# 読解用抜粋
============================================================

腎臓病の初期症状

腎臓病の初期症状はあまりない
腎臓は沈黙の臓器とも呼ばれ、腎臓病の初期症状は基本ありません。
代表的なむくみ、頻尿、疲れやすさなどの症状は腎臓病が進行してから起きる症状です。
健康診断などで異常を指摘されても、症状がないから放置して、結果透析が必要になってしまう方を一定数いらっしゃいます。
腎臓病の症状のメカニズム
腎臓という臓器の主な役割は以下の3つです。
- 身体に必要なものを尿から出さないようにする。
- 身体に不要なものを尿として外に出すようにする。
- 身体にとって必要なホルモンなどを分泌する。
腎臓が悪くなるとこの3つの役割が果たせなくなり、様々な症状が出ます。
むくみ
体に不要な水分を出せなくなることで水が貯まり、むくみが出ます。
水が過剰に貯まりすぎると肺に水がたまり呼吸が苦しくなることもあります。
むくみが出る病気は、腎臓以外にも肝臓、甲状腺、心臓などの病気のこともあるので注意が必要です。
詳しくは「腎臓と足のむくみ」のページをご参照ください。
尿量低下
健康な人の尿量は、1日あたり約1リットルから2リットル程度です。
腎臓病が進行すると、最初は尿を濃くする能力が衰えて尿量は増えます。
更に進行すると、尿を作る能力が衰えて尿量が減ります。
尿の量が減るのは、腎臓病がかなり進行してからなので、そのような症状がある場合は、血液検査などで腎臓の状態を確認することをおすすめします。
倦怠感
尿毒素と呼ばれる毒素がからだに貯まることで起きます。
ただし、尿毒素で倦怠感が起きるのは、腎臓の状態がかなり悪くなっているときです。
倦怠感が起きるのは、腎臓の他にも貧血、心不全、甲状腺機能低下など様々な原因があります。

============================================================

[データセット抜粋]
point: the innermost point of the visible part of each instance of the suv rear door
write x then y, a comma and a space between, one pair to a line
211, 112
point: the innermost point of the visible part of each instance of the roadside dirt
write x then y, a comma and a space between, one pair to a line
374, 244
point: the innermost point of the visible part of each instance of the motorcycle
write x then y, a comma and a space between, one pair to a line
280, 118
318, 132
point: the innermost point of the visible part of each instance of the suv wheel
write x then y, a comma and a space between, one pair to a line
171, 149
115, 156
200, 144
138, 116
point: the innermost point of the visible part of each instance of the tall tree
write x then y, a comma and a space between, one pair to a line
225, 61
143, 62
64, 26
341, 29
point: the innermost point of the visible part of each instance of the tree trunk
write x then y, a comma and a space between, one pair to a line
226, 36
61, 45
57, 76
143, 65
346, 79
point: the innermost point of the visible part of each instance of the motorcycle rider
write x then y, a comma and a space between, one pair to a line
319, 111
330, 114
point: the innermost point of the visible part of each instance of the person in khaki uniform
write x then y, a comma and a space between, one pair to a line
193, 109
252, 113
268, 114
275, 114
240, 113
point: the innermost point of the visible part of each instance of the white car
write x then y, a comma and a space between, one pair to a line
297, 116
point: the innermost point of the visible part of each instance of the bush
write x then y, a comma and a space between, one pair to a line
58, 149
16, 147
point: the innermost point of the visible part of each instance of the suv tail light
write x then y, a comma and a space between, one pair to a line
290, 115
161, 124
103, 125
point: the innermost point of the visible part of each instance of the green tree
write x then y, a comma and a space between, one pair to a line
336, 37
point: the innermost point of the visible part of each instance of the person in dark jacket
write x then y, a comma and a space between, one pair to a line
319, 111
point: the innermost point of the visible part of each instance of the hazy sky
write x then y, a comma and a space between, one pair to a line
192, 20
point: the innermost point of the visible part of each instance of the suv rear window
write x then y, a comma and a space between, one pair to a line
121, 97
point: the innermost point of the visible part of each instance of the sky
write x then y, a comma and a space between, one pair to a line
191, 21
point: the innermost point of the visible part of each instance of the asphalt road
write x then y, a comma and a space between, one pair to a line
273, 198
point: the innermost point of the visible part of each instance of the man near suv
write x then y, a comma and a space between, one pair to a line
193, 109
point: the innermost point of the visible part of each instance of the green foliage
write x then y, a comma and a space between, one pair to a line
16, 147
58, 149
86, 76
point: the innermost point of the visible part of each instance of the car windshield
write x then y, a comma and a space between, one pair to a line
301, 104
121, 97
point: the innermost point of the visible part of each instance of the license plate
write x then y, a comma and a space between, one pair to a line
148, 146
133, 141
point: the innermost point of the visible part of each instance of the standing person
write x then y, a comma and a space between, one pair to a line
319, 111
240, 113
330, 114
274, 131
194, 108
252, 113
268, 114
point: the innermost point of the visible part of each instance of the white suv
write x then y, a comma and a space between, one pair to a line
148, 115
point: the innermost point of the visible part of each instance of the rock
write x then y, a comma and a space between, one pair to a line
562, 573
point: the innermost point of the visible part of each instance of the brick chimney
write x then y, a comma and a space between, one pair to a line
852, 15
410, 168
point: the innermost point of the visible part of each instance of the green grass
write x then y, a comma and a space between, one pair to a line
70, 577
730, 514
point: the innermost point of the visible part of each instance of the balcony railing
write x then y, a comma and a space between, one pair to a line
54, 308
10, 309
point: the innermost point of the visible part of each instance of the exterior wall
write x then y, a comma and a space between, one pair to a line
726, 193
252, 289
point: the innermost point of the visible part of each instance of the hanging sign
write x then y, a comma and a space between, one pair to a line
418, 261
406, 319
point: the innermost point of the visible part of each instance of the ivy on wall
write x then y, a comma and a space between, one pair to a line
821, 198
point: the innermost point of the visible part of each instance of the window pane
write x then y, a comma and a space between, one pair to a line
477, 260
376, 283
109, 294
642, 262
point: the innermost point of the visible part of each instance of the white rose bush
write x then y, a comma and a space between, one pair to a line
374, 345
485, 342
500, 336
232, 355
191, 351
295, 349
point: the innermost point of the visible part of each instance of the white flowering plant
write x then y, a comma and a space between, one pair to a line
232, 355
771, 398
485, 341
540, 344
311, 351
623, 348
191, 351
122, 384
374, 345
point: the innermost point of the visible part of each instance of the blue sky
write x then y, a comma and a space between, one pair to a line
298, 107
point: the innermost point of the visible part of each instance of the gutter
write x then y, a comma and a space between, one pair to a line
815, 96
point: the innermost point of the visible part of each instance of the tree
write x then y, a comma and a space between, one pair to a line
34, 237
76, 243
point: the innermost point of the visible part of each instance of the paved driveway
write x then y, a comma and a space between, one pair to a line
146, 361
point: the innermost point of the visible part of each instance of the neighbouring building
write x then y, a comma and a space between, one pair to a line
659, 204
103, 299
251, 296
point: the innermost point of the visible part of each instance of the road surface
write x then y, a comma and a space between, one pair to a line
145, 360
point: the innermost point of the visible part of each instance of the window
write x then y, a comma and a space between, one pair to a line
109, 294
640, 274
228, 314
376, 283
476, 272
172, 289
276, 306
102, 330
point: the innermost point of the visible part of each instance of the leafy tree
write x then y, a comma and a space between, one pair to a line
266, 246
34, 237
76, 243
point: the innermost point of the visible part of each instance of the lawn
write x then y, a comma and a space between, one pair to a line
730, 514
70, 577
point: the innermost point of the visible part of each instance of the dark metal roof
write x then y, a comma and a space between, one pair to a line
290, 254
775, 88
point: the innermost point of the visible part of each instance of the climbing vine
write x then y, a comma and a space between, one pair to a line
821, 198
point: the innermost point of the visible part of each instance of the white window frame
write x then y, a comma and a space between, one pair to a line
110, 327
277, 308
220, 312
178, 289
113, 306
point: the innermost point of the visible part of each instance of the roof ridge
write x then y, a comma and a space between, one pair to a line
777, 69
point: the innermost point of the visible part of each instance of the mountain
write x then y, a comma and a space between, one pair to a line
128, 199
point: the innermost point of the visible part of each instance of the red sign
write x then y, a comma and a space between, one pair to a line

============================================================

# 作業指示
A. 腎臓病の症状に関する文章のうち、「腎臓病の初期症状はあまりない」から「- 身体に必要なものを尿から出さないようにする。」までを、両端も含めてそのまま出力せよ。
B. 腎臓病の症状に関する文章の最後の文に続く部分を書け。

# 各課題の回答
A.
腎臓病の初期症状はあまりない
腎臓は沈黙の臓器とも呼ばれ、腎臓病の初期症状は基本ありません。
代表的なむくみ、頻尿、疲れやすさなどの症状は腎臓病が進行してから起きる症状です。
健康診断などで異常を指摘されても、症状がないから放置して、結果透析が必要になってしまう方を一定数いらっしゃいます。
腎臓病の症状のメカニズム
腎臓という臓器の主な役割は以下の3つです。
- 身体に必要なものを尿から出さないようにする。

B.
貧血
腎臓は血液を作る作用のあるエリスロポエチンというホルモンを出します。
腎臓が悪くなると、エリスロポエチンの分泌が減り、貧血になります。
貧血になる原因は、腎臓以外に鉄分不足、ビタミンB12の不足など様々な原因があるので血液検査で適宜原因を調べていく必要があります。
詳しくは「腎臓と貧血」のページをご参照ください。
その他
その他、以下のような多彩な症状がでます。
- かゆみ
- 高血圧
- 骨が脆くなる
- 筋力が低下する など
また目に見えなくても、心臓や脳など腎臓以外の臓器に合併症を引き起こす可能性があります。
腎臓と合併症について詳しくは「腎臓病で知ってほしい合併症4つ」をご参照ください。
症状がなくても医療機関へ
腎臓の症状が出てくるのは、腎臓の障害がかなり進行してからのことが多いです。
腎臓病を早期に発見するためには、血液検査・尿検査で異常値を見つける必要があり、すでに健康診断で指摘されている場合は一度医療機関への受診を勧めます。
医療機関では特別な血液検査・尿検査を適宜を行い腎臓の再評価を行います。